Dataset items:
+-------+

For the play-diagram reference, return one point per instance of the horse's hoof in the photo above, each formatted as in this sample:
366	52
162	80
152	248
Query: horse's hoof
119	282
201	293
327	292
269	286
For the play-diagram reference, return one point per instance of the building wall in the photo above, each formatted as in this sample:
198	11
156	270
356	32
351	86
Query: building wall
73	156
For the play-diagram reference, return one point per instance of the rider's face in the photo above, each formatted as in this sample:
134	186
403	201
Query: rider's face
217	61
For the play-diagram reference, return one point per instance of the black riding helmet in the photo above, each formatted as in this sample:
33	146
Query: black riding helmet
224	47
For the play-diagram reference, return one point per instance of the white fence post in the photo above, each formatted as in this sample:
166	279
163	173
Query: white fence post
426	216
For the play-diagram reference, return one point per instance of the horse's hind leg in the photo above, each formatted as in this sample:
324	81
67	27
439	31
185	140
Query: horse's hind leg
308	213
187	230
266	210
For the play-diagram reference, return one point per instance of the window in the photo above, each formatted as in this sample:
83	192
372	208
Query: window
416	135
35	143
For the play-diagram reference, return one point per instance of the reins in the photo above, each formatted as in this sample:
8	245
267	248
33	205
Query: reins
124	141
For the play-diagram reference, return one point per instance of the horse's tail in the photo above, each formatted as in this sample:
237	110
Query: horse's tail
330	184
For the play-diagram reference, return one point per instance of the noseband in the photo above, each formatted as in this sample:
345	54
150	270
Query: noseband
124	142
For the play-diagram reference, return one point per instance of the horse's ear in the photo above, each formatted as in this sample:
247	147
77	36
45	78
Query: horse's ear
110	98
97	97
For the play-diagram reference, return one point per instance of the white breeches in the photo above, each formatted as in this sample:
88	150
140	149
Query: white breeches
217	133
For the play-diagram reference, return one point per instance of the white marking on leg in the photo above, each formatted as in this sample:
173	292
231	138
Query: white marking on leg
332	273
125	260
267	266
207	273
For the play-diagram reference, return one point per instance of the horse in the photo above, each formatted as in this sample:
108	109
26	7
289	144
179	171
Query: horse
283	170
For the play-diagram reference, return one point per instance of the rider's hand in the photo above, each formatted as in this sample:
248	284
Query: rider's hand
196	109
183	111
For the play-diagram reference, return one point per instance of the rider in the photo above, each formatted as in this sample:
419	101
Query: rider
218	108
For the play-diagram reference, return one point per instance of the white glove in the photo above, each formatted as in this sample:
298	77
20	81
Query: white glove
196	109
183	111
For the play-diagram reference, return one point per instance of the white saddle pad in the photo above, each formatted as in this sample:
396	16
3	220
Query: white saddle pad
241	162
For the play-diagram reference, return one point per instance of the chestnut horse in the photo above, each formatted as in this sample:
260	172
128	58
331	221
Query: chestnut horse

+-------+

Every entry should be printed again exactly as it stands.

The answer ::
For the play-diagram reference, return one point per instance of the horse's hoof in the photo above, each formatted as in this sample:
366	52
162	80
152	248
Query: horse's hoof
119	282
201	293
327	292
269	286
For the play-diagram reference, return one point per instance of the building wall in the photo above, each formatted as in this sample:
198	11
156	270
356	32
351	86
Query: building wall
73	156
For the play-diagram reference, return one point per instance of the rider's face in the photo above, each formatted as in this sample:
134	186
403	201
Query: rider's face
217	61
For the play-diagram reference, return one point per instance of the black riding helmet in the photo above, each formatted as in this sample:
33	146
Query: black riding helmet
224	47
For the play-diagram reference, return one point per instance of the white fence post in the photo above, each formatted as in this sample:
166	279
163	173
Query: white fence post
426	216
For the play-diagram reference, return one point per instance of the horse's hind leg in the photo above, each formatted as in this sample:
324	81
67	27
439	31
185	140
Query: horse's hind leg
308	213
187	230
266	210
For the play-diagram reference, return one point per instance of the window in the photo above, each formatted as in this sample:
83	192
372	208
Query: window
416	135
35	143
For the play-diagram reference, return one point per instance of the reins in the photo above, each formatted as in this sample:
8	245
267	248
33	205
Query: reins
124	141
For the play-diagram reference, return one point per instance of the horse's tail in the photo above, each formatted as in this sample:
237	110
Query: horse's tail
330	184
For the play-diagram reference, return one point per instance of the noseband in the photo above, each formatted as in this sample:
345	54
150	270
Query: noseband
124	142
For the play-diagram reference, return one point per instance of the horse's ear in the photo above, each formatted as in this sample:
247	147
77	36
45	78
Query: horse's ear
110	98
97	97
For the play-diagram reference, return one point per instance of the white breeches in the photo above, each formatted as in this sample:
88	150
140	149
Query: white breeches
217	133
For the play-diagram reference, return one point per instance of the white marking on leg in the photo above, each formatted as in this sample:
173	292
231	138
Query: white marking on leg
332	273
125	260
267	266
207	273
For the play-diagram reference, return one point per instance of the horse in the photo above, each formatted as in this sample:
108	109
26	7
289	144
179	171
Query: horse
283	170
For the play-diagram reference, return one point per instance of the rider's hand in the photo above, each formatted as in this sample:
248	284
Query: rider's hand
196	109
183	111
For the play-diagram reference, return one point per instance of the rider in the photo above, each formatted as in this sample:
419	101
Query: rider
218	108
For the play-diagram reference, return one point per instance of the white glove in the photo above, each formatted as in this sample:
298	77
20	81
Query: white glove
196	109
183	111
For the play-diagram reference, return one point per instance of the white saddle pad in the photo above, each formatted as in this sample:
396	16
3	220
Query: white saddle pad
241	162
For the play-diagram reference, return one point per instance of the chestnut horse in the photo above, each formatted as in this sample:
260	172
128	58
331	221
Query: chestnut horse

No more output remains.